**AIM:** Reproduce all of the rows below word for word, leaving out the pictures.

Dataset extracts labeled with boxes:
'''
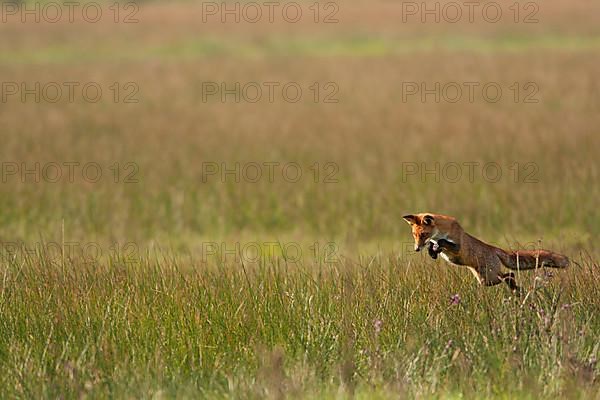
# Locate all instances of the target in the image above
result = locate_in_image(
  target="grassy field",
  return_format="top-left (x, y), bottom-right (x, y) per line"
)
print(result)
top-left (0, 0), bottom-right (600, 399)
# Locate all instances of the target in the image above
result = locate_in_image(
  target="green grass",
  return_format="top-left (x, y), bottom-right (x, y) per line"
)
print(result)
top-left (0, 248), bottom-right (600, 399)
top-left (0, 34), bottom-right (600, 65)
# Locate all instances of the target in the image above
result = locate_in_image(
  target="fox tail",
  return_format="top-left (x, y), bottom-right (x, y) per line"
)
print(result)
top-left (498, 249), bottom-right (569, 270)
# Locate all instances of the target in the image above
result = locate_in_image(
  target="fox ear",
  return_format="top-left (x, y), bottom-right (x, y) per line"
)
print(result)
top-left (402, 215), bottom-right (417, 225)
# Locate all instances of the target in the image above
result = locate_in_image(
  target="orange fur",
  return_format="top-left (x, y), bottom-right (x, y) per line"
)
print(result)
top-left (404, 213), bottom-right (569, 290)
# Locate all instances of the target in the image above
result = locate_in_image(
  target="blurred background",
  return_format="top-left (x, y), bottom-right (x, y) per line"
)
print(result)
top-left (0, 0), bottom-right (600, 255)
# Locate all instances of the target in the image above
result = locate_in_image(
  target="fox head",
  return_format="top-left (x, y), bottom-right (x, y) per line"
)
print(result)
top-left (402, 214), bottom-right (436, 251)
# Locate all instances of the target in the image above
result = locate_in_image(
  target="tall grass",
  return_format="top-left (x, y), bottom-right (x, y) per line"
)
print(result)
top-left (0, 0), bottom-right (600, 399)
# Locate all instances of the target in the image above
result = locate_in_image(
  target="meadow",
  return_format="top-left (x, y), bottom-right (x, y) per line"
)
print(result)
top-left (0, 0), bottom-right (600, 399)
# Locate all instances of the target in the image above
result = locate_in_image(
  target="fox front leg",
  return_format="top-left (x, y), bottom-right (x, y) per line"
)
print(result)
top-left (427, 239), bottom-right (460, 260)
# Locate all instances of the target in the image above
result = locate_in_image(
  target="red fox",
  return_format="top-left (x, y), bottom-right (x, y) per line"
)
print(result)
top-left (403, 213), bottom-right (569, 292)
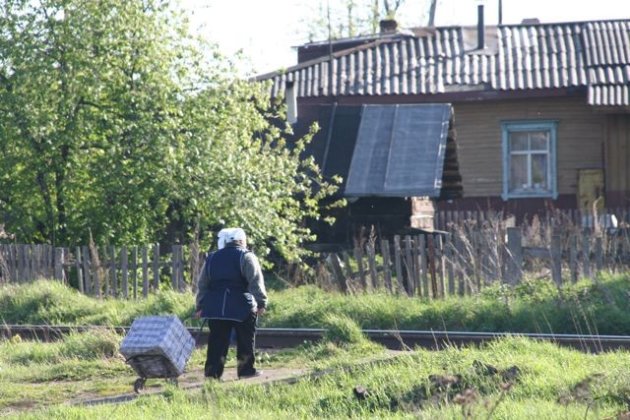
'''
**RESPONSE TO THIS TASK:**
# Locate all instances of the target in the image above
result = locate_in_image(
  target="grassy field",
  return_format="top-left (x, y), bottom-right (x, y) per line"
)
print(result)
top-left (0, 0), bottom-right (600, 399)
# Locate all instances of the target in the image above
result = locate_in_image(
  target="green grass",
  return_format="top-left (x, y), bottom-right (x, y) per line"
)
print(result)
top-left (0, 248), bottom-right (600, 399)
top-left (0, 34), bottom-right (600, 65)
# Locate all instances of the target in the image above
result = locate_in_image(
  target="fox tail",
  return_format="top-left (x, y), bottom-right (x, y) per line"
)
print(result)
top-left (498, 249), bottom-right (569, 270)
# Locate all instances of the target in the image above
result = locate_in_image(
  target="fox ear",
  return_format="top-left (x, y), bottom-right (x, y) per line"
)
print(result)
top-left (402, 215), bottom-right (417, 225)
# Locate all instances of the target in the image above
result = locate_in_image(
  target="orange fur",
  return_format="top-left (x, y), bottom-right (x, y) per line"
)
print(result)
top-left (404, 213), bottom-right (569, 290)
# Locate all instances of the target in the image above
result = locate_in_image(
  target="blurred background",
  return_format="top-left (x, y), bottom-right (x, y) per line"
)
print(result)
top-left (0, 0), bottom-right (600, 255)
# Locate all instances of the target in the image above
result = locate_in_image(
  target="fox head",
  return_format="top-left (x, y), bottom-right (x, y) per line"
)
print(result)
top-left (402, 214), bottom-right (436, 251)
# Locate all instances of the target in the image above
result = locate_in_image(
  target="tall grass",
  return_format="top-left (x, y), bottom-right (x, y) per line"
)
print(result)
top-left (0, 0), bottom-right (600, 399)
# Locate all instances of the target in the image above
result = locate_in_image(
  target="meadow",
  return_format="top-left (x, y), bottom-right (x, y) per line"
)
print(result)
top-left (0, 0), bottom-right (600, 399)
# Locate all instances of the target in the image above
result = locate_in_image(
  target="fox front leg",
  return_format="top-left (x, y), bottom-right (x, y) per line"
)
print(result)
top-left (427, 239), bottom-right (460, 260)
# Locate all instances of the target in the image above
result = locate_in_image(
  target="red fox",
  return_format="top-left (x, y), bottom-right (x, y) per line"
)
print(result)
top-left (403, 213), bottom-right (569, 292)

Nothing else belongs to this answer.